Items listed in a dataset
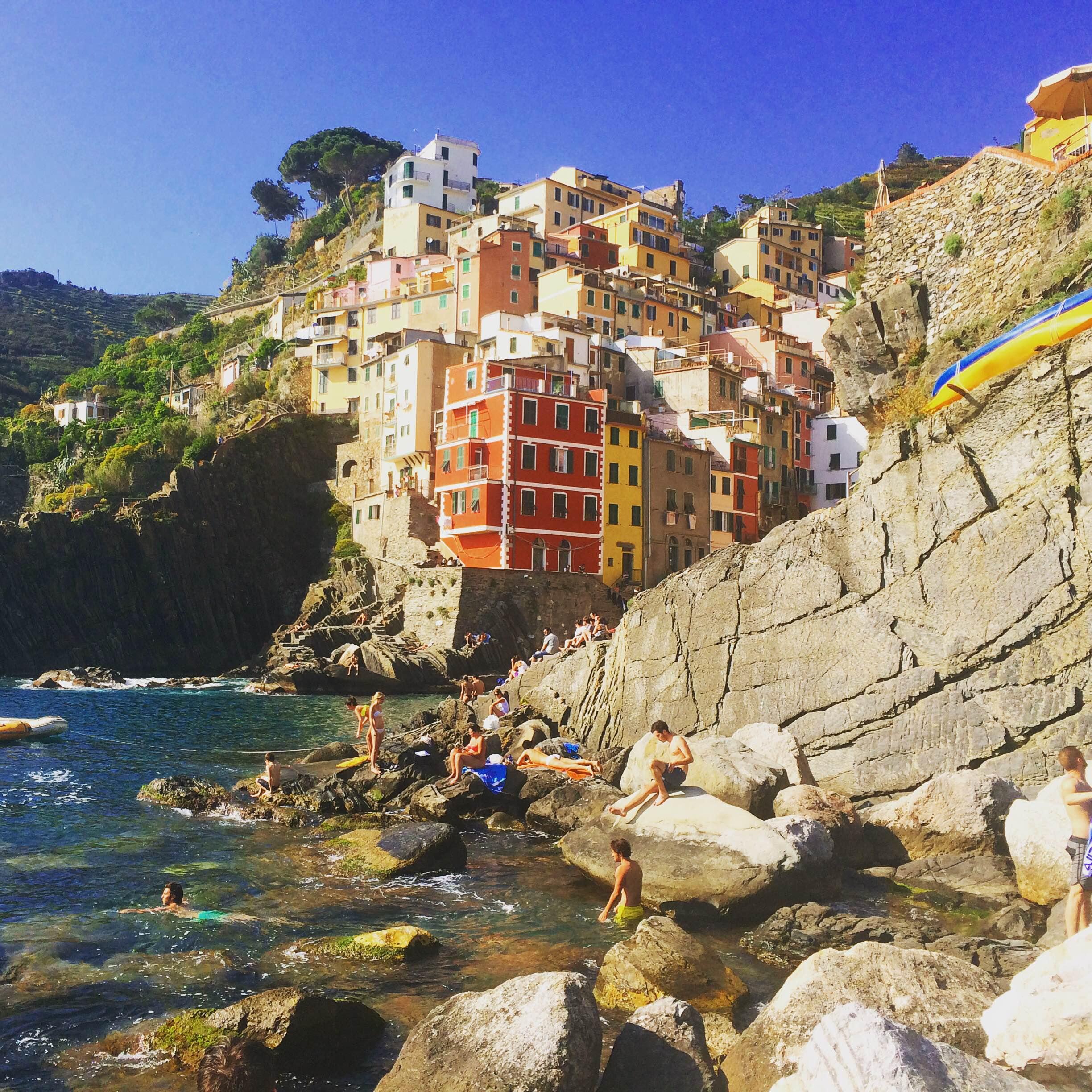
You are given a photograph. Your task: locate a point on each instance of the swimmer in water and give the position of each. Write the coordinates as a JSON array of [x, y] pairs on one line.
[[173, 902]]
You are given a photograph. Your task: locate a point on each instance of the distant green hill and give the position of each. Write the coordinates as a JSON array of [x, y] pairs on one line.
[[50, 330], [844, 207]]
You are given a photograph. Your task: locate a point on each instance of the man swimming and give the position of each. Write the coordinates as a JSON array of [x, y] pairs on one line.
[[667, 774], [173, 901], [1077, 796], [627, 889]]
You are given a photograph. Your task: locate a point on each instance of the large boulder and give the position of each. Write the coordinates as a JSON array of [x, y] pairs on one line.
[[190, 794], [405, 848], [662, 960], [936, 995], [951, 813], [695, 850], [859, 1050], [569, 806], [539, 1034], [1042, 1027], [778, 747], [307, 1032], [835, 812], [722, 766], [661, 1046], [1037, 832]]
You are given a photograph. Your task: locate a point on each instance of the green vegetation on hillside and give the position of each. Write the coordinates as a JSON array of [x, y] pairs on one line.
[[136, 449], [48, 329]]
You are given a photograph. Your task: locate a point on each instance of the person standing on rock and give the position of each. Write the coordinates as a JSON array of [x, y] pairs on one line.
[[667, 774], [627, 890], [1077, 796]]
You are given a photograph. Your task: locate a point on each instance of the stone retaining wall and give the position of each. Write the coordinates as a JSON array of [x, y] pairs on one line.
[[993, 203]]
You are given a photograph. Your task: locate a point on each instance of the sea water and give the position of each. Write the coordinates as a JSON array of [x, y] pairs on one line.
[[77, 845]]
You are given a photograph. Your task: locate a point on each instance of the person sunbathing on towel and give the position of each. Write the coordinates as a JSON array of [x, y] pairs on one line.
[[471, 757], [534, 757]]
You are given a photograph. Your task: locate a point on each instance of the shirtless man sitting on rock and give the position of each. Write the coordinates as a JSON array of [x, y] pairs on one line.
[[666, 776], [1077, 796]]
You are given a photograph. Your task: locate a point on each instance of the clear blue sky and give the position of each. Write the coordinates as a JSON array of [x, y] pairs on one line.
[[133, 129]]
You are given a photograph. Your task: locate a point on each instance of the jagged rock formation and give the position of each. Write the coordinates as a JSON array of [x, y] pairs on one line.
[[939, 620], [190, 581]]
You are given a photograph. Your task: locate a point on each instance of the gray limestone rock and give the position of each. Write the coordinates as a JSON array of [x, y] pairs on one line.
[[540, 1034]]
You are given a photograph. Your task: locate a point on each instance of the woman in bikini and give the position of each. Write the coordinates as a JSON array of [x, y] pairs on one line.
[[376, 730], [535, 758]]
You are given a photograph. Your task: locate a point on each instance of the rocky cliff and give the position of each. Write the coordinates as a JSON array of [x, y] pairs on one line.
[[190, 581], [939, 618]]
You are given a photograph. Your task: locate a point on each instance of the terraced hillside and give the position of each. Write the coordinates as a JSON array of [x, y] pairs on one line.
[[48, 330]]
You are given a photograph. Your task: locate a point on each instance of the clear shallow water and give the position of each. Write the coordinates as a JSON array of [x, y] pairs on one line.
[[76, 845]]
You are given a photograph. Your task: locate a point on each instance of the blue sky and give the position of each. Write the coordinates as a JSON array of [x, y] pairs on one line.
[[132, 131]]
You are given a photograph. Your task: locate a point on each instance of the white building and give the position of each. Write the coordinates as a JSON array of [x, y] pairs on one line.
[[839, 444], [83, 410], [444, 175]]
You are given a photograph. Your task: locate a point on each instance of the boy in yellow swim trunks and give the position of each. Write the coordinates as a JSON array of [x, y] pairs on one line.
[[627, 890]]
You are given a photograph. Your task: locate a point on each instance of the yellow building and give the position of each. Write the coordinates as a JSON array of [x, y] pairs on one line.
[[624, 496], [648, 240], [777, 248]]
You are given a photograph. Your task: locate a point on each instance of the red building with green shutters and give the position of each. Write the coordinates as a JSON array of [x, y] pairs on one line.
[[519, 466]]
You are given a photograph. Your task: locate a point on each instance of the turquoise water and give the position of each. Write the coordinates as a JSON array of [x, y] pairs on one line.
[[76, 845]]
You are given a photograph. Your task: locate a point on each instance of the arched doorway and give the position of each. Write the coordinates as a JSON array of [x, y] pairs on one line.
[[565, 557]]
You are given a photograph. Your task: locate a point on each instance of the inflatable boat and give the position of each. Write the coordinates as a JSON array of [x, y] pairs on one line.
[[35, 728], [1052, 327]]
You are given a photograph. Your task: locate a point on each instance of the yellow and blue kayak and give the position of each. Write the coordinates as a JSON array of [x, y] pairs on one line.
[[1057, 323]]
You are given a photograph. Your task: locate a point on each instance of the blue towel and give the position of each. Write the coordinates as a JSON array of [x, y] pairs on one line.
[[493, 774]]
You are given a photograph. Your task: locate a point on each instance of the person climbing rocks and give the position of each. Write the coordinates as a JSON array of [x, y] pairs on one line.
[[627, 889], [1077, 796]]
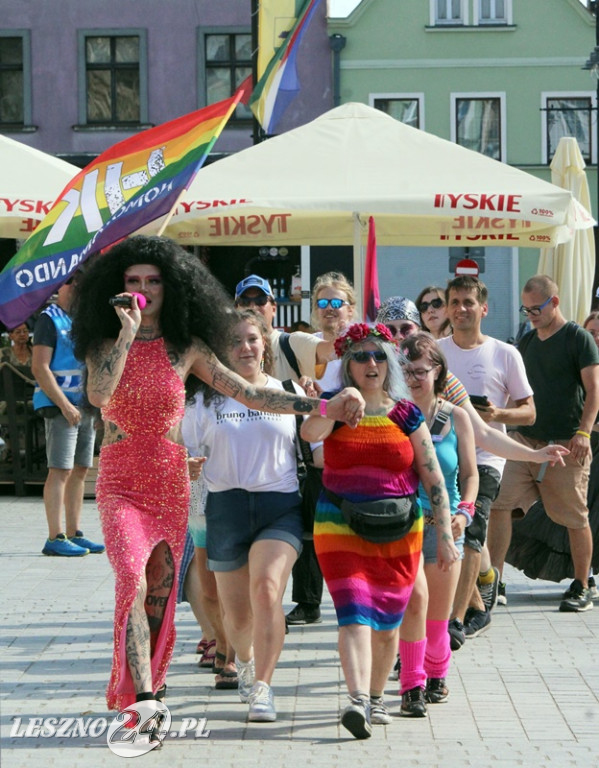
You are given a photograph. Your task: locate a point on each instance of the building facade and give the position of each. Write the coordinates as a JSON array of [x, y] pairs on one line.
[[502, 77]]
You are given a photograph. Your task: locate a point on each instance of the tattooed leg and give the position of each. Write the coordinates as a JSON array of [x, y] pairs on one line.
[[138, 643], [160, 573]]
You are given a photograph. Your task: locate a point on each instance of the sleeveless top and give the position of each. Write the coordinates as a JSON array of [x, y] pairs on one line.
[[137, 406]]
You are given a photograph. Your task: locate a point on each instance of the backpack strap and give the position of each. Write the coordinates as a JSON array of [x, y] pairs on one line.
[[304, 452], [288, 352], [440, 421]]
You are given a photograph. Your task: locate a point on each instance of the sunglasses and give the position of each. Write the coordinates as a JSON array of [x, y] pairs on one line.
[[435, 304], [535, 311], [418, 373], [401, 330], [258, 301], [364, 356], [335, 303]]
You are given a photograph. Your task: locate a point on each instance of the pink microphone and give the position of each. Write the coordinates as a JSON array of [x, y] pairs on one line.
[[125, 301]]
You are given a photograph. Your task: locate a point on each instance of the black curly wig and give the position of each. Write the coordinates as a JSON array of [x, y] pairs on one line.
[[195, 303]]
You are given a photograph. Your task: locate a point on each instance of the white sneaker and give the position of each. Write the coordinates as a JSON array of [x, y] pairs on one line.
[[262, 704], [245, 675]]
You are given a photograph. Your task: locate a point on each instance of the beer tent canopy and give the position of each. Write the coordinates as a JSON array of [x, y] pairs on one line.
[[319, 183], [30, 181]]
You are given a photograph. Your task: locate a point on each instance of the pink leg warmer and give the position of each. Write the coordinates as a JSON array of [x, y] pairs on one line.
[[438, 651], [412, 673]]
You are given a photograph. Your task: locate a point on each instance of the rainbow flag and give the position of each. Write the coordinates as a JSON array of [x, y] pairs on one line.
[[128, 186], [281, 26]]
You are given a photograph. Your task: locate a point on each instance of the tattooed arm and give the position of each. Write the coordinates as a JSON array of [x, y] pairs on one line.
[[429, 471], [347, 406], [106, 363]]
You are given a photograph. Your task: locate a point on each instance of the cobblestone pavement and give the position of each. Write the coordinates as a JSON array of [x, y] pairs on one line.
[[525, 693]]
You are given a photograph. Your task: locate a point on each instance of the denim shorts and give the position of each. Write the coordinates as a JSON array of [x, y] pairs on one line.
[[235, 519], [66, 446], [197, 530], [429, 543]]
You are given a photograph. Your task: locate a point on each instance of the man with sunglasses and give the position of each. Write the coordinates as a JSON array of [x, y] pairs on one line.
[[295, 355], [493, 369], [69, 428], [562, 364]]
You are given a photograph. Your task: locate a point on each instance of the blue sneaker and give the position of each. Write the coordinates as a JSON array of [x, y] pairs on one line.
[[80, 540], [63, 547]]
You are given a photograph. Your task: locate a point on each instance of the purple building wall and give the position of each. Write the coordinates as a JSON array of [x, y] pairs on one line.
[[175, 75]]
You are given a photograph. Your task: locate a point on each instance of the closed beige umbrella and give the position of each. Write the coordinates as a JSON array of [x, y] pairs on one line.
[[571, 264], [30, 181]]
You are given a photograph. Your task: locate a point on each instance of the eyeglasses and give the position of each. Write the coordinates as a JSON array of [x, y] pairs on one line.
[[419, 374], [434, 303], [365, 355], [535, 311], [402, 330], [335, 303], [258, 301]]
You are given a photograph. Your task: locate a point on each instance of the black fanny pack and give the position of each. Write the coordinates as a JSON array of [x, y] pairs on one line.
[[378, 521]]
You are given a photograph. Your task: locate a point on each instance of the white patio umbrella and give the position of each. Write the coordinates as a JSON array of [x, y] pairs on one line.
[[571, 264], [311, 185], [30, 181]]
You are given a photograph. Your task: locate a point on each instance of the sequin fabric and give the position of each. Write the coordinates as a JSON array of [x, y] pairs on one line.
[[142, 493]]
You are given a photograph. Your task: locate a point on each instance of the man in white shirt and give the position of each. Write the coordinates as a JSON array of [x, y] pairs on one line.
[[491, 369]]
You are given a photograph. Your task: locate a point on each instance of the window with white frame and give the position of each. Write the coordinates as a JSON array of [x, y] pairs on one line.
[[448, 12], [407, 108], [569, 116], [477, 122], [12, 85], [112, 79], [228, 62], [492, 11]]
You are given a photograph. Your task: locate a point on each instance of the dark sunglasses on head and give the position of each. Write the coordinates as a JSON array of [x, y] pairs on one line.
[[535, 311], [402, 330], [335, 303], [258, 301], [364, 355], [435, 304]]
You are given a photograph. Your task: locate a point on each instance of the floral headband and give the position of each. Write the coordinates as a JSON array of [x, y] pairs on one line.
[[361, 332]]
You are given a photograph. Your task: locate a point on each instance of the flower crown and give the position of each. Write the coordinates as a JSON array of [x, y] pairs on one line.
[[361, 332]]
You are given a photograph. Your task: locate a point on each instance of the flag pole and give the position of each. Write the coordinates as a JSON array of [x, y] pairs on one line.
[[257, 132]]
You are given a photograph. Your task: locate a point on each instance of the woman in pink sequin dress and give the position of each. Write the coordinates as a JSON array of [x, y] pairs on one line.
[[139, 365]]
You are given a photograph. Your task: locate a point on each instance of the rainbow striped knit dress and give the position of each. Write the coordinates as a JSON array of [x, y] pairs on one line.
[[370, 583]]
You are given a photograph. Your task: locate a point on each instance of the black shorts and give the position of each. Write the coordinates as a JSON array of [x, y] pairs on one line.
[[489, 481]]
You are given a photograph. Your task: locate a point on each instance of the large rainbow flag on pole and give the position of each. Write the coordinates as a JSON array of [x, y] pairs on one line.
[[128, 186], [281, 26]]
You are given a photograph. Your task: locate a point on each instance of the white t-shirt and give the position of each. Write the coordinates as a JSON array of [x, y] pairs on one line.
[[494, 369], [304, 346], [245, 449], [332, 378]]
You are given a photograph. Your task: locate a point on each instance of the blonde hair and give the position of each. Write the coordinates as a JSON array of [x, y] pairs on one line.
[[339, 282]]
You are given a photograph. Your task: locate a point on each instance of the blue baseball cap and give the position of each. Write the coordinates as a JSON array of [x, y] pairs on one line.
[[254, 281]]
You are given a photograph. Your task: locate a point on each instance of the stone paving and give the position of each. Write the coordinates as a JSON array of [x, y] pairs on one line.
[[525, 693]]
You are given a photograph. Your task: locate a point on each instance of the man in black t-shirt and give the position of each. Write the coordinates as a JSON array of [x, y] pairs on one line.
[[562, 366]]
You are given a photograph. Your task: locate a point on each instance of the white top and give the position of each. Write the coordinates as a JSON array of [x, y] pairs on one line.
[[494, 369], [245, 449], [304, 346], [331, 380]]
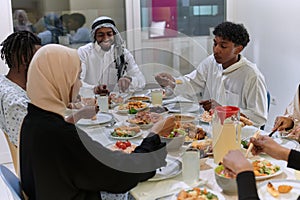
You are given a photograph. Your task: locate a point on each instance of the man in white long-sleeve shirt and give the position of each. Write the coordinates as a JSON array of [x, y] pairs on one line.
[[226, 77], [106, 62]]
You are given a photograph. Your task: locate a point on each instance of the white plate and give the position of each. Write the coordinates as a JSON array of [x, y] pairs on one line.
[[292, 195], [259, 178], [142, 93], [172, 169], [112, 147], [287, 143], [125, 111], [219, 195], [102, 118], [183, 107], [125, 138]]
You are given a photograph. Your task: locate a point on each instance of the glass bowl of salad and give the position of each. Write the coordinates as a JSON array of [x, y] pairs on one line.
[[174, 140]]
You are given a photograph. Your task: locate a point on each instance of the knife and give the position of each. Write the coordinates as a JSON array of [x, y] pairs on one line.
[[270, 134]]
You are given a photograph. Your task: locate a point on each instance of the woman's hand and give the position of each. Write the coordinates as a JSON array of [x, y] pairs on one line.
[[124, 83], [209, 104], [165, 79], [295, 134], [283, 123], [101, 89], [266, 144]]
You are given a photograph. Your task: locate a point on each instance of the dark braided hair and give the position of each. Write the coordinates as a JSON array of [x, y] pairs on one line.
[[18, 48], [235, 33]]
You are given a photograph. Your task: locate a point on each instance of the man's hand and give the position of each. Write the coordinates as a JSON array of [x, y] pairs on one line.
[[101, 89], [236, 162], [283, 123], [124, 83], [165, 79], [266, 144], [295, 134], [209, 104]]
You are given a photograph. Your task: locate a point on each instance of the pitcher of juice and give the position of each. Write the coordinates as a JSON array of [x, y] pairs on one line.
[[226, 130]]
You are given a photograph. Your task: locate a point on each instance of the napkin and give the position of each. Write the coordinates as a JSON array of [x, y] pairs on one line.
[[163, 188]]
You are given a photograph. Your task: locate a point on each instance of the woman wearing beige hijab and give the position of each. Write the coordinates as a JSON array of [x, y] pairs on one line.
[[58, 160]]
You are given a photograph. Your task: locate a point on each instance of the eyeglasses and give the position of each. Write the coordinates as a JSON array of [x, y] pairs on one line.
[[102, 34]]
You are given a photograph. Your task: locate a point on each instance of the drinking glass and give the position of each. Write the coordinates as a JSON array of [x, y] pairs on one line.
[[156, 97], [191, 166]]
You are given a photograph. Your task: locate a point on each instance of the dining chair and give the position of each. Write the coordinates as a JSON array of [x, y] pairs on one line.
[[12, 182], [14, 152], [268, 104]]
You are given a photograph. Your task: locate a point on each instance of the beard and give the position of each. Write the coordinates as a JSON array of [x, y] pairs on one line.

To do:
The lines to output run from the one containing "of the dining" through the last line of the records above; repeat them exactly and nothing more.

Completed exercise:
You are given a photograph. Your task: locate a point on each instance of the dining chair and give the position of each. Write the coordinates as a JSON array of [x, y] pairs on one line.
[[12, 182], [14, 152], [268, 104]]
You are given a photograph. Your task: locate a point on each instance of the beard and give the position of each. Write the coordinates as a JSON array of [x, y] pairs on one line.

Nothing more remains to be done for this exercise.